- Given text
Medical Aid is not National Health Insurance
By Michael Norris
The government's naming or calling its recent initiative for pregnant mothers 35 years of age or less and children under 3 years a national health insurance pilot programme does not stand up to scrutiny.
A national health insurance (NHI) programme or social insurance pools risks and resources across the demographic spectrum in a single fund. Persons who are in the prime of their lives and are employed and generally have lower risks of getting ill for an extended period or suffering from chronic illnesses are included in such a programme with the elderly who have high risks of getting ill and usually require regular health care. To ensure that the programme is stable as a financing mechanism, the insured pay mandatory contributions or premiums. Social solidarity is extended to the unemployed and the indigent through government contributions to the programme in the form of subsidies. As part of the NHI, there is a network of health service providers with negotiated service agreements that provide a basket of services to all who are insured.
Based on the information that has been made public, the programme of the Government of Dominica has none of these basic features and therefore cannot truly be referred to as NHI. Rather, the very essence of the government's programme qualifies it as purely medical aid. The government has passed on $5 million to the Social Security to help pay the medical costs of the beneficiaries accessing secondary health care. The scheme will pay up to 80 per cent of the cost while the beneficiary pays the balance. Primary health care services are not included. Services provided by the domestic private sector or obtained overseas can be covered, providing these are not available in the local public health system. Persons who are eligible but already have private insurance must first claim from their insurer. It is an ironic twist that public officials who are advocates for the scheme, which is public assistance in nature, is recommending that beneficiaries who cannot pay the 20 per cent (or whatever the portion of the medical bill they have to pay) from their own resources take a loan.

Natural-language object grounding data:
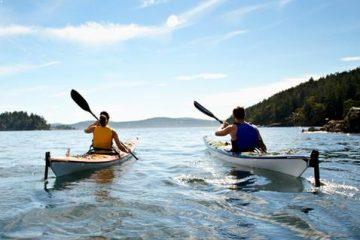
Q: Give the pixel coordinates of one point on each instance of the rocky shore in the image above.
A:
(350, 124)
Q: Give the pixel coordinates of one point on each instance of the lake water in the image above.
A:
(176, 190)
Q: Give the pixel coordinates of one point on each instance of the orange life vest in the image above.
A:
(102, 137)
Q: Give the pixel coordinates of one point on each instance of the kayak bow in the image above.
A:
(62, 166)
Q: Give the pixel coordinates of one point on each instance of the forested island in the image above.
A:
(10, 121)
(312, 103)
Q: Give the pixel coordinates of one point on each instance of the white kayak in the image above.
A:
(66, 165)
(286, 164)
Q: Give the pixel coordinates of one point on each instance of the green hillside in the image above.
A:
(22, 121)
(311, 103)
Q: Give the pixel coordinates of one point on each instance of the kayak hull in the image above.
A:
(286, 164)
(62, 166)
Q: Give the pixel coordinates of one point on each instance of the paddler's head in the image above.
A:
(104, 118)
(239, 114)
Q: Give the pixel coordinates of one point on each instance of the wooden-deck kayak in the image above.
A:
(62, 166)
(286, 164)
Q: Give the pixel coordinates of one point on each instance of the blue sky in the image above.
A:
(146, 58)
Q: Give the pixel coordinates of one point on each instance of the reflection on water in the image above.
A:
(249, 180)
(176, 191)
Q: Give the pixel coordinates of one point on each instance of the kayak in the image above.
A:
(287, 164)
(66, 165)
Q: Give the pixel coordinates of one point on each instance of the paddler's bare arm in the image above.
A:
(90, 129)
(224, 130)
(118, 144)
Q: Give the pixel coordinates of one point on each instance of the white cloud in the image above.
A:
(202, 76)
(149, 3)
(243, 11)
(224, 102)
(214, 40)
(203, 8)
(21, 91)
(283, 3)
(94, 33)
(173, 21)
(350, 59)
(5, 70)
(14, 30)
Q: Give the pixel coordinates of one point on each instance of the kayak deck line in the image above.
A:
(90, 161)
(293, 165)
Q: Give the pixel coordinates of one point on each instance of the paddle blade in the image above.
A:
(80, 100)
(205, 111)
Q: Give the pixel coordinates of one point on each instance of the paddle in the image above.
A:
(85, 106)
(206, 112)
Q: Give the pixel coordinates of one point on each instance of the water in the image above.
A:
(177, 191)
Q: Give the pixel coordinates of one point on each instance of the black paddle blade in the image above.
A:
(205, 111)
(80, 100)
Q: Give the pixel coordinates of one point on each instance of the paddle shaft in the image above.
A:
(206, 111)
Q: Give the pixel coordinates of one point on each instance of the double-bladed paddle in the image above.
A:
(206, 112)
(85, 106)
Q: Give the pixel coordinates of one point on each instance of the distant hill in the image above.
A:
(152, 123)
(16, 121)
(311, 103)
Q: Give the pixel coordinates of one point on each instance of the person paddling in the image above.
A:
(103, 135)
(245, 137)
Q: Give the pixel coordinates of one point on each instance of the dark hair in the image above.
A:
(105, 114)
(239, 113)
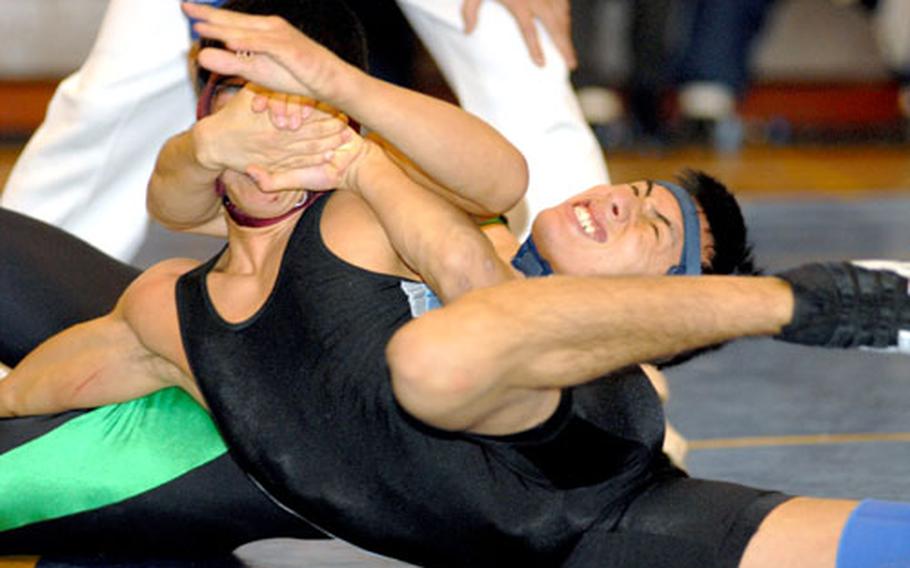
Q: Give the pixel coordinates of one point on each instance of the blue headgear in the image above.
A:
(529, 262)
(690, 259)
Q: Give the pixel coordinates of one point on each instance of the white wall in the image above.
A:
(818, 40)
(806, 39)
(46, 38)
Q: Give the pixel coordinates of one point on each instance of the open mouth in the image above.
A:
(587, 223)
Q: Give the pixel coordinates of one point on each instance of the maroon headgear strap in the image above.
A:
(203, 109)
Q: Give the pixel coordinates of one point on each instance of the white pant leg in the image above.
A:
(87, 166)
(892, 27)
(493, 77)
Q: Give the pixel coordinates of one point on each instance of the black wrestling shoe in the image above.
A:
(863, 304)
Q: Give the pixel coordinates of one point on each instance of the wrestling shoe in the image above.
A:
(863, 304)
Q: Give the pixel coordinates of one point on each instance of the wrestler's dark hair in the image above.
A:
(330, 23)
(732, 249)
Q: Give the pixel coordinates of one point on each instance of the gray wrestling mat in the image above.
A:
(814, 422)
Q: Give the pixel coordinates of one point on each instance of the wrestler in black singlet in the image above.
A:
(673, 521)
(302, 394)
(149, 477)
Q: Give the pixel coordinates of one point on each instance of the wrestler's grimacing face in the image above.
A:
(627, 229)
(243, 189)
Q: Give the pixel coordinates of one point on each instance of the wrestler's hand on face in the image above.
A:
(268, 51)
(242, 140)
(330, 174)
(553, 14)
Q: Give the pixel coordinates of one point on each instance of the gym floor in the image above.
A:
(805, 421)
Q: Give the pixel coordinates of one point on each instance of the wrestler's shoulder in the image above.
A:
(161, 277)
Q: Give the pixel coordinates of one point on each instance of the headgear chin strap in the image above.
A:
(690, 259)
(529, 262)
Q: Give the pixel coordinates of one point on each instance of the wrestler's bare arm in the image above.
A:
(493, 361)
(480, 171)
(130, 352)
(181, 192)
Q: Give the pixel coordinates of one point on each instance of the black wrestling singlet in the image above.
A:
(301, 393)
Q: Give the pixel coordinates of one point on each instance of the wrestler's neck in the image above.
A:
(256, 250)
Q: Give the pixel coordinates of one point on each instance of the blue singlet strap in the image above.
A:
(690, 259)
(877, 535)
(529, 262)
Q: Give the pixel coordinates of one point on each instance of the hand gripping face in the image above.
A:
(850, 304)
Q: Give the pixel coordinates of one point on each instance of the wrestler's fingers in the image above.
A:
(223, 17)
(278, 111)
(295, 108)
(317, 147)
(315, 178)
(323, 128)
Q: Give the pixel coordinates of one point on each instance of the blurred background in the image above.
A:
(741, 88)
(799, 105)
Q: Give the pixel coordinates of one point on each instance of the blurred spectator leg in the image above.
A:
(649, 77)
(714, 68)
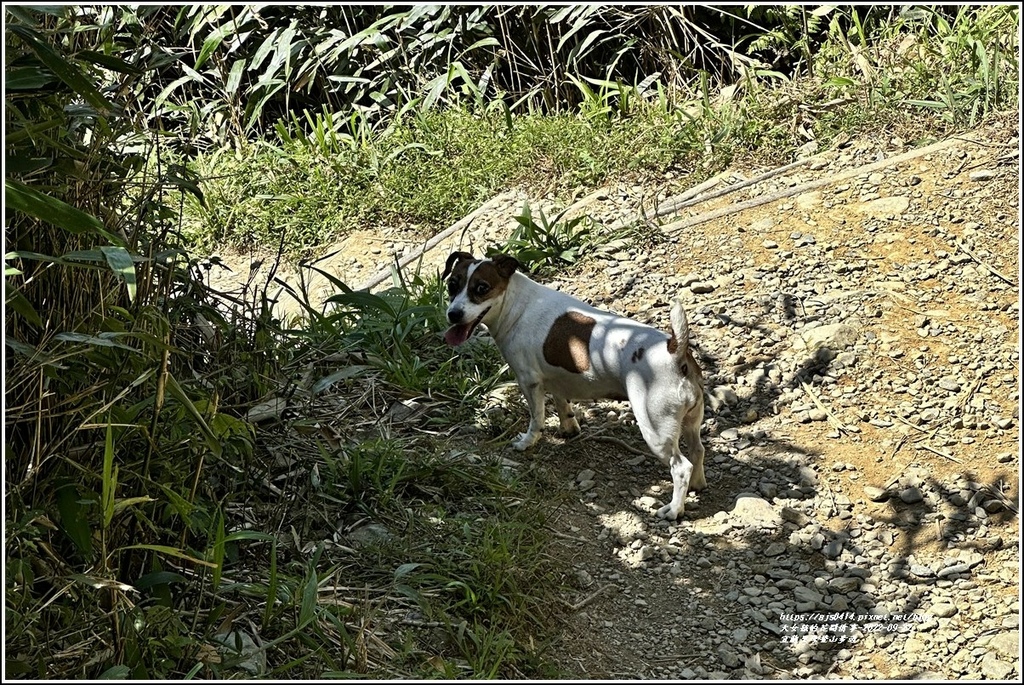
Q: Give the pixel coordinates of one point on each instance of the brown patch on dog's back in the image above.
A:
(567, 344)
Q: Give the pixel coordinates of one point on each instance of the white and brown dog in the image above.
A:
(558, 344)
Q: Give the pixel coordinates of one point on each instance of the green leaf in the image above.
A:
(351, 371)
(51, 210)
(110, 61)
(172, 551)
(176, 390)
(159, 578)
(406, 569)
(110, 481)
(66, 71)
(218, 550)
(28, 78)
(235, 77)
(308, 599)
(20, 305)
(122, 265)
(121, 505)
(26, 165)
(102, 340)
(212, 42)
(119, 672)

- Questions to answer
A - List the basic features of a national health insurance programme that the medical aid article sets out in the paragraph beginning "A national health insurance (NHI) programme".
B - In the medical aid article, quote the passage that begins at the words "Medical Aid is" and stops after the words "up to scrutiny.".

- Your responses
A -
- Risks and resources are pooled across the demographic spectrum in a single fund.
- Employed people in the prime of their lives are included along with the elderly, who have high risks of getting ill.
- The insured pay mandatory contributions or premiums.
- The government extends social solidarity to the unemployed and the indigent through subsidies paid into the programme.
- A network of health service providers with negotiated service agreements provides a basket of services to all who are insured.

B -
Medical Aid is not National Health Insurance
By Michael Norris
The government's naming or calling its recent initiative for pregnant mothers 35 years of age or less and children under 3 years a national health insurance pilot programme does not stand up to scrutiny.